[start of Page excerpt]
Celebrate Autumn with A Victorian Tea Party

by Marye on August 25th, 2008

 come to tea

                 Image:(c)Marye Audet2008

I love when the seasons change.  We don’t get much of that here until MAYBE late October..for a week or so…but I have fond and vivid memories of my childhood on the east coast.

In fact one year, Marc (who is from Mass.) and I wistfully watched a lone, dead leaf spin to the ground and Marc quipped, “Look.   Fall!”

But…Like Anne of  Green Gables we can imagine anything we like. Imagining autumn with a tea is a wonderful way to celebrate it, and get yourself in the mood, don’t you think?

A site that I love is Victorian Trading Company, and so, as long as we are imagining things I would like to imagine ME in one of the beautiful gowns they sell.  I choose this one. While we are imagining let’s imagine that I am a size six, and don’t look a day over 22.  Thanks.

The Victorians were very big on celebrations, decor and nature.  Autumn is a perfect time to have a Victorian tea because it is easy to encompass those things.  Use autumn colors in the table settings;wines, golds, greens, browns, and russet reds.  If you live somewhere where you have the blessing of colorful leaves you can collect big vibrant leaves and write your guests names on them with permanent marker for place cards. Mass a variety of leaves in the middle of the table and place a pedestal compote in the midst of them with grapes, apples, and nuts arranged in it.  Use a variety of grapes and allow them to drape gracefully over the edge of the compote.
[end of Page excerpt]
[start of Given information]
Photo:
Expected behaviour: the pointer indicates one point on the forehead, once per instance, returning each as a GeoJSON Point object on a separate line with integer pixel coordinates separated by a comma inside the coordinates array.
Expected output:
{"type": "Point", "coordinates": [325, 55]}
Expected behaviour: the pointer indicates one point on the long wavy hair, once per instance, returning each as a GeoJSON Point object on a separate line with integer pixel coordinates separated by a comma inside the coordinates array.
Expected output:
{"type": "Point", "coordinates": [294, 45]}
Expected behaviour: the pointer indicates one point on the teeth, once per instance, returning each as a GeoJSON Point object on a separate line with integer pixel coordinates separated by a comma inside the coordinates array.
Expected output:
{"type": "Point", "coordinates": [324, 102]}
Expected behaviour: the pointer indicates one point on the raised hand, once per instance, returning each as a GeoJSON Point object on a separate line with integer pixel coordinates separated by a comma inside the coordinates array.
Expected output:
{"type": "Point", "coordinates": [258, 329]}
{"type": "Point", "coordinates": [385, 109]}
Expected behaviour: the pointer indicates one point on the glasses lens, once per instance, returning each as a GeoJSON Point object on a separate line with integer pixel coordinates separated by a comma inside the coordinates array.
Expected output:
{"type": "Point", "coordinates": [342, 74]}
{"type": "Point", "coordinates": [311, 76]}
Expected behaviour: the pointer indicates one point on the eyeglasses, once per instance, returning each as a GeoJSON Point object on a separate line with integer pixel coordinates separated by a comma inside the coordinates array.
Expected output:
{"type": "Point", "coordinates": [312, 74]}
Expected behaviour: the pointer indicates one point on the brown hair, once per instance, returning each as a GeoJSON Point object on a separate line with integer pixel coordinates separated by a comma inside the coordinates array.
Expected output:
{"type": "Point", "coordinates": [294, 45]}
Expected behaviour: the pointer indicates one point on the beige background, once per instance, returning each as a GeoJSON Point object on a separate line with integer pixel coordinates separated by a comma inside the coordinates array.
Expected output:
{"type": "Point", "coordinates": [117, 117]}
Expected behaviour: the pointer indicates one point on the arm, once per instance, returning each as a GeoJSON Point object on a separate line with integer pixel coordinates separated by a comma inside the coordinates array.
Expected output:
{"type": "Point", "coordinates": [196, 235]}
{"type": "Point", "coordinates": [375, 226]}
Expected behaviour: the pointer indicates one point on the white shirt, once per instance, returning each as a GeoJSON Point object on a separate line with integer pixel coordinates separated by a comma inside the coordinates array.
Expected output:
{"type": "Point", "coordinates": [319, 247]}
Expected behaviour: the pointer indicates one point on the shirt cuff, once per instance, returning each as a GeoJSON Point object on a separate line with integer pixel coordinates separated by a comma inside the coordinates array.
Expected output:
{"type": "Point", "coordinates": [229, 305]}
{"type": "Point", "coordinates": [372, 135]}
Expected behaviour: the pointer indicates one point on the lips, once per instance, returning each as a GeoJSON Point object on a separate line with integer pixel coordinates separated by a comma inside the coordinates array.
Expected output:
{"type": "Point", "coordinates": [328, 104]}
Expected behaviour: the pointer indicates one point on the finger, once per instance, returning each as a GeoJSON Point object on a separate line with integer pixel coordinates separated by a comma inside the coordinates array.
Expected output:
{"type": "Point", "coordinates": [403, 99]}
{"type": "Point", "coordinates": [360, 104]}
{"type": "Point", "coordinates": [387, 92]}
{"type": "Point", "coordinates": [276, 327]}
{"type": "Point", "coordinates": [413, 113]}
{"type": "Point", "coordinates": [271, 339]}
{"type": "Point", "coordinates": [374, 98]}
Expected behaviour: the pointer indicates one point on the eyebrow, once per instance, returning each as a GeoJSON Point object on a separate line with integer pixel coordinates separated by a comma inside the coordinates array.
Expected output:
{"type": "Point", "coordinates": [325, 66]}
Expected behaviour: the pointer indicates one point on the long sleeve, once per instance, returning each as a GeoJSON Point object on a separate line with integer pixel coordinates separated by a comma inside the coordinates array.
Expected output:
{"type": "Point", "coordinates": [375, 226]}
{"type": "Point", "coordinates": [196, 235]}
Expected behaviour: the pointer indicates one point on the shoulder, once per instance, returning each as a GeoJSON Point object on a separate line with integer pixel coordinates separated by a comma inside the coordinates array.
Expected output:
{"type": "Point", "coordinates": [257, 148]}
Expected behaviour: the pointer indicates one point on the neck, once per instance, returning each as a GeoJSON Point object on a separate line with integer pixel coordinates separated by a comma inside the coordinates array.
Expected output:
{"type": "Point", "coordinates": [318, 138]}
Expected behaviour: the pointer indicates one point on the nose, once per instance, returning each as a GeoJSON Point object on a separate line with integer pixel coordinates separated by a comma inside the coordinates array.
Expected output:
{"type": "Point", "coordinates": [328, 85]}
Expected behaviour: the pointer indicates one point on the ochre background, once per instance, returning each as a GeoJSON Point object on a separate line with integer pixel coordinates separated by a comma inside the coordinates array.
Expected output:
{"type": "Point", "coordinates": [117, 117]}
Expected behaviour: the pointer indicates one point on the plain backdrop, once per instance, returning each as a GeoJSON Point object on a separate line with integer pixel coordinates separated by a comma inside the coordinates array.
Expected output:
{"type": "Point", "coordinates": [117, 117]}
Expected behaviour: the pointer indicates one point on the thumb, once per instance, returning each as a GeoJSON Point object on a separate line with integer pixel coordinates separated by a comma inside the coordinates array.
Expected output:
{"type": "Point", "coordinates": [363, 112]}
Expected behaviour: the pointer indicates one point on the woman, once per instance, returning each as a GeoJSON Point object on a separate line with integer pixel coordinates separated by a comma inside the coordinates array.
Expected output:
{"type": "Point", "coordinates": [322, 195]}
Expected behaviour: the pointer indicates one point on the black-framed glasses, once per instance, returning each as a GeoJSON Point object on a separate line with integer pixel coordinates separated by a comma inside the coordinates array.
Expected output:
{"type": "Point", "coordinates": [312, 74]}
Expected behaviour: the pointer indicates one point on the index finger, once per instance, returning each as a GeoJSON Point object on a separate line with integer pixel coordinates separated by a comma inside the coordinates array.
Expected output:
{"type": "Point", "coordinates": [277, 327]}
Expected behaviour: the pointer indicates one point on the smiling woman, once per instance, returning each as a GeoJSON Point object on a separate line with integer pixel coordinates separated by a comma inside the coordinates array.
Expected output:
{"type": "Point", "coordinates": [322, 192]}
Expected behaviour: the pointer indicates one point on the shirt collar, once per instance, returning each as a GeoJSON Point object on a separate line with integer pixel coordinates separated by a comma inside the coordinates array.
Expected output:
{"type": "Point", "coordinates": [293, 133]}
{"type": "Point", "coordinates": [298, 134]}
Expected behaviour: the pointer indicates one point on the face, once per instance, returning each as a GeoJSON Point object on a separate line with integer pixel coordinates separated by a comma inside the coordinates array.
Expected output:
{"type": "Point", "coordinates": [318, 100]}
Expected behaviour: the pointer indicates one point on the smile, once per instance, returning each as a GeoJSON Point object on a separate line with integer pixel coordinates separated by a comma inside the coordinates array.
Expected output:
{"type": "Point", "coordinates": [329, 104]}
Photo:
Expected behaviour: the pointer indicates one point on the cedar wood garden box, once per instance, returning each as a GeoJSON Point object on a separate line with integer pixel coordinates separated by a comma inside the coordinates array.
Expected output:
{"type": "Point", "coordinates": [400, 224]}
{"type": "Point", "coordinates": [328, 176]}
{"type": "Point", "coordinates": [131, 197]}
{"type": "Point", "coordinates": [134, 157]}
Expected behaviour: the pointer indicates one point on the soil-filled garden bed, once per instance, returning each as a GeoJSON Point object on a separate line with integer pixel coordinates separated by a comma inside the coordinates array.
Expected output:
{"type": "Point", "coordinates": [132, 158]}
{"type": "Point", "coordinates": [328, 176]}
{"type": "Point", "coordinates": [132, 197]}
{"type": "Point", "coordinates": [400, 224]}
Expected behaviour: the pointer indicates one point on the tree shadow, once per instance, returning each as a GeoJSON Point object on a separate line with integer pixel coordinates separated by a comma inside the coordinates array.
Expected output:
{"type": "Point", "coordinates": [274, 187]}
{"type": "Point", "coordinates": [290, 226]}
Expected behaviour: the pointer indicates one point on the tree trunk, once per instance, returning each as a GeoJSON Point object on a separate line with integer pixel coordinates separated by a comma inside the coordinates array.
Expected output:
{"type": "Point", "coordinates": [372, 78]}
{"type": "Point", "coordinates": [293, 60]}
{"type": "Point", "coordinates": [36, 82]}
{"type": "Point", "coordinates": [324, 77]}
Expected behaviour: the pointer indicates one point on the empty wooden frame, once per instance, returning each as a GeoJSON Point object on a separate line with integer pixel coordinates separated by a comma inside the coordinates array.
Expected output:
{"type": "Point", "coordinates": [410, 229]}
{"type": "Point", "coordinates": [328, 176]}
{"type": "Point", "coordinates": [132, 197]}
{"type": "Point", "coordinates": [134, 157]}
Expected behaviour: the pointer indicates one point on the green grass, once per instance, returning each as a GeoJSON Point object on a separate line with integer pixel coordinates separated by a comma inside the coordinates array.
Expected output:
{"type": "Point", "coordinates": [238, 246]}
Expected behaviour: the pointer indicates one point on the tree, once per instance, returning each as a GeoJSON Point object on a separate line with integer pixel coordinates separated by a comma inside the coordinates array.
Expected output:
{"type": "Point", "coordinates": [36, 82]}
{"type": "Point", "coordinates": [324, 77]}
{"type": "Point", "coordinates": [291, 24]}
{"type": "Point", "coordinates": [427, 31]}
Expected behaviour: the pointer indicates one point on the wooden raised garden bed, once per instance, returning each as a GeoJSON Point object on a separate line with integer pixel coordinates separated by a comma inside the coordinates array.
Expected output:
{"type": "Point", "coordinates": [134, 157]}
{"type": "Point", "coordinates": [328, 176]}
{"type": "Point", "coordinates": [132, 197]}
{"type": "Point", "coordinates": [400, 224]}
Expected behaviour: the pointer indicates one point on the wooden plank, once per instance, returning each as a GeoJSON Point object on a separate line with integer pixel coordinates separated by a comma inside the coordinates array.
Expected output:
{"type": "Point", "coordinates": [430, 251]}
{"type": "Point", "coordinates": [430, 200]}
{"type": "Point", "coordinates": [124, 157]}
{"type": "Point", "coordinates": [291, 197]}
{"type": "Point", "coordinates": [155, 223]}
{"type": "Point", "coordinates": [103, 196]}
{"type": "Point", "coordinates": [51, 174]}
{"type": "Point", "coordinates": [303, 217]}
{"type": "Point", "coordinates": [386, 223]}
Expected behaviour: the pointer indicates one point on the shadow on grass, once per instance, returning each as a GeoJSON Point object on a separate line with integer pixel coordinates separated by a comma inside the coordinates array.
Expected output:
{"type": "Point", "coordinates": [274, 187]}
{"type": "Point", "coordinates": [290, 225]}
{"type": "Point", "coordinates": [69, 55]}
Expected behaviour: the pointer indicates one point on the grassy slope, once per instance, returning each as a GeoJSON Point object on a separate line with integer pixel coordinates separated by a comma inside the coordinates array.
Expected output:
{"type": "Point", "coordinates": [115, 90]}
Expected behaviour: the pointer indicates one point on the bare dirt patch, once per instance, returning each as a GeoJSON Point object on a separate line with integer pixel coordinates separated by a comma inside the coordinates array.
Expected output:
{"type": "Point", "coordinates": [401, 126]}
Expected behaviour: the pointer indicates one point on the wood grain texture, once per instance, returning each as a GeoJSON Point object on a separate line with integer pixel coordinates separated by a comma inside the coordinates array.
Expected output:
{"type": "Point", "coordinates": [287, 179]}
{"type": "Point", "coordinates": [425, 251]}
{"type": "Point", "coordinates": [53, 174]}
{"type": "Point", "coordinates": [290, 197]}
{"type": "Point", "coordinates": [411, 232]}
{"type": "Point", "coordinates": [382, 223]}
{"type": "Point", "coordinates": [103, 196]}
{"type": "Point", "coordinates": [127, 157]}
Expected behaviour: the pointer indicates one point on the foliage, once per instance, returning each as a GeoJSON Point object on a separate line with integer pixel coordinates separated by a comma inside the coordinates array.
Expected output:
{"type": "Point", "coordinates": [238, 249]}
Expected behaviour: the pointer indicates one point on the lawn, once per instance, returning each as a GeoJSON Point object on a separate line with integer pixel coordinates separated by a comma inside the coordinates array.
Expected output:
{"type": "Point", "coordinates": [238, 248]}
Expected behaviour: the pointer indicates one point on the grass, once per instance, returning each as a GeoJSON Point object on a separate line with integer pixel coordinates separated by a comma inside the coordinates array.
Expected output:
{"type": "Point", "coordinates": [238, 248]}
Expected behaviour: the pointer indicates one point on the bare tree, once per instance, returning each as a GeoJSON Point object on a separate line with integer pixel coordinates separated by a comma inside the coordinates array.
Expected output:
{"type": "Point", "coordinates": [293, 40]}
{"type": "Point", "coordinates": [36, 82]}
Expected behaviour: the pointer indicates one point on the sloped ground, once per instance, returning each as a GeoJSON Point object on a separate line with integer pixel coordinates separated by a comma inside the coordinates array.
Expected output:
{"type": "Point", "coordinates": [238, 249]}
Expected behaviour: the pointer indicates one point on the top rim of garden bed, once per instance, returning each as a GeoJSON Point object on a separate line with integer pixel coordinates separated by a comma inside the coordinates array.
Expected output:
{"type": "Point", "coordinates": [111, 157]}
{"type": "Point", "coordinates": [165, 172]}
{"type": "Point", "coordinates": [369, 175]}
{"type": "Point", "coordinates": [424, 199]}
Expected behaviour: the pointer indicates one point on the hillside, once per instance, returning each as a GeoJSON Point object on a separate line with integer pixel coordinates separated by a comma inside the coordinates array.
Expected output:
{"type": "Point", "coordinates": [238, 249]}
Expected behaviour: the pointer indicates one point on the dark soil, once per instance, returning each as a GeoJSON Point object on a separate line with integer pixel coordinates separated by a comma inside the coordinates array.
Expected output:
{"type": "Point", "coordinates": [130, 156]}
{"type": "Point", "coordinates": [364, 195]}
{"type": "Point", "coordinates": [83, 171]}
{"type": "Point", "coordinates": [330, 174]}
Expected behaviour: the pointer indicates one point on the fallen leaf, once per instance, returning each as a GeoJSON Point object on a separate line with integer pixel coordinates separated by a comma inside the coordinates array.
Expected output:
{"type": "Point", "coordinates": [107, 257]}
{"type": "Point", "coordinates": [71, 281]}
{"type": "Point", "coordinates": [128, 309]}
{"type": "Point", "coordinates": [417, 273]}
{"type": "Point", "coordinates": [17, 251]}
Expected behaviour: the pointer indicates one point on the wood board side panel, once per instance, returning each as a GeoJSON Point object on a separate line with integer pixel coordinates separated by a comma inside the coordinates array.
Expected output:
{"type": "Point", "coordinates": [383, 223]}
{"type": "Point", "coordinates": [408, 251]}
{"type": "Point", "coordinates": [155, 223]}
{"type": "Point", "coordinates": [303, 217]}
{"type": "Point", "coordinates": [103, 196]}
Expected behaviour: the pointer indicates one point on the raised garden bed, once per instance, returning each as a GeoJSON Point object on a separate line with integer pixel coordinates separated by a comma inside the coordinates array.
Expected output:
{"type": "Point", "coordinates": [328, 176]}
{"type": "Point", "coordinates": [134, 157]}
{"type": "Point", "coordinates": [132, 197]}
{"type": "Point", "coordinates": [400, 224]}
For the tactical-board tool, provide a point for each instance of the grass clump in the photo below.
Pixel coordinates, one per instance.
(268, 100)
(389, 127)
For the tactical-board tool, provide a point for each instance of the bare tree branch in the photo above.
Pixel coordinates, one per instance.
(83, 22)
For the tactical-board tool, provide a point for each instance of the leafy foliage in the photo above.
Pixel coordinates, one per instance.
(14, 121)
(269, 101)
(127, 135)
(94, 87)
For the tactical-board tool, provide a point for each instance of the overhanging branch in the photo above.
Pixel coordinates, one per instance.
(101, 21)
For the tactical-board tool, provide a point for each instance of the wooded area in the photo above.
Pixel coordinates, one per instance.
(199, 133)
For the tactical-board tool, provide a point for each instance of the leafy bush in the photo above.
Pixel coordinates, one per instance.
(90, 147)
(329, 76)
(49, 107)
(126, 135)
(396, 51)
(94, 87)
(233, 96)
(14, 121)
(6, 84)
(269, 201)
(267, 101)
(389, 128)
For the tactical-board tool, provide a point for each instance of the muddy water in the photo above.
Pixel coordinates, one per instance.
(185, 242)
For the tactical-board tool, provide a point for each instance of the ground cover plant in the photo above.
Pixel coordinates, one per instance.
[end of Given information]
▸ **What you need to do**:
Please copy the autumn tea party text word for word from "come to tea" up to and including "don’t you think?".

▸ **Response**:
come to tea

                 Image:(c)Marye Audet2008

I love when the seasons change.  We don’t get much of that here until MAYBE late October..for a week or so…but I have fond and vivid memories of my childhood on the east coast.

In fact one year, Marc (who is from Mass.) and I wistfully watched a lone, dead leaf spin to the ground and Marc quipped, “Look.   Fall!”

But…Like Anne of  Green Gables we can imagine anything we like. Imagining autumn with a tea is a wonderful way to celebrate it, and get yourself in the mood, don’t you think?